TO DO:
Reproduce the data below word for word, leaving every line unchanged.

** BEGIN **

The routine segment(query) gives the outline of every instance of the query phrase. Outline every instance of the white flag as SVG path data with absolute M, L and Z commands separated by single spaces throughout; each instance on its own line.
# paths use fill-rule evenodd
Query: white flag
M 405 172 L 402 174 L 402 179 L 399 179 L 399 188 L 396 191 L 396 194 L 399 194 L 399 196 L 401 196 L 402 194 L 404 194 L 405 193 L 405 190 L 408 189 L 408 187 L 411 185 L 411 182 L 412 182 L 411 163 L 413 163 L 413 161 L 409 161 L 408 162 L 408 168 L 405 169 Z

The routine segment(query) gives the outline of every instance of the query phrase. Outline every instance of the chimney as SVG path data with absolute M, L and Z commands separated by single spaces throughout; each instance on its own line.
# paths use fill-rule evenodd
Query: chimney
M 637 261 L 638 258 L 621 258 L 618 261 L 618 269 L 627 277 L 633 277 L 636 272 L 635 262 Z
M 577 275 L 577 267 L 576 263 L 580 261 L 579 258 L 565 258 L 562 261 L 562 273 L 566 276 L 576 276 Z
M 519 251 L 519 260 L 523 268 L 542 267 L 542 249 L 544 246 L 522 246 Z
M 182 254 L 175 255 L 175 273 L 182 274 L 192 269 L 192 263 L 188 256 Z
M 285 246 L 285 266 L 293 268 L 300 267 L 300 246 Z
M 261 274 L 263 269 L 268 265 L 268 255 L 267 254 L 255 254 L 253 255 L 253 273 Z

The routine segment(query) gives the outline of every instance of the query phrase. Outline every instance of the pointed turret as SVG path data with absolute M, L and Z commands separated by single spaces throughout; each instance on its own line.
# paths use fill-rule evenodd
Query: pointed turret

** END **

TASK SOLUTION:
The routine segment(query) gives the outline of every instance of the query phrase. Outline every instance of the white flag as SVG path data with absolute M, L and Z commands separated by single spaces throughout; each instance on its own line.
# paths use fill-rule evenodd
Query: white flag
M 405 172 L 402 174 L 402 179 L 399 179 L 399 188 L 396 191 L 396 194 L 399 194 L 399 196 L 401 196 L 402 194 L 404 194 L 405 193 L 405 190 L 408 189 L 408 187 L 411 185 L 411 182 L 412 182 L 411 163 L 413 163 L 413 161 L 409 161 L 408 162 L 408 168 L 405 169 Z

The routine segment(query) gives the outline of every instance of the query phrase. Outline every instance of the chimney as SVG path data with absolute M, L and Z commands separated by single spaces throughout; each instance on its own line.
# paths use fill-rule evenodd
Query: chimney
M 637 261 L 638 258 L 621 258 L 618 261 L 618 269 L 627 277 L 633 277 L 636 272 L 635 262 Z
M 577 275 L 577 267 L 576 263 L 580 261 L 579 258 L 565 258 L 562 261 L 562 273 L 566 276 L 576 276 Z
M 519 251 L 519 260 L 523 268 L 542 267 L 542 249 L 544 246 L 522 246 Z
M 182 254 L 175 255 L 175 273 L 182 274 L 192 269 L 192 263 L 188 256 Z
M 285 246 L 285 266 L 293 268 L 300 267 L 300 246 Z
M 261 274 L 263 269 L 268 265 L 268 255 L 267 254 L 255 254 L 253 255 L 253 273 Z

The routine segment(query) gives the outline of every instance of the query phrase. Outline every instance of the pointed turret as SVG path data with absolute M, L and Z commands separated by single spaces throughout; each instance on its own line.
# paths use fill-rule evenodd
Query: pointed turret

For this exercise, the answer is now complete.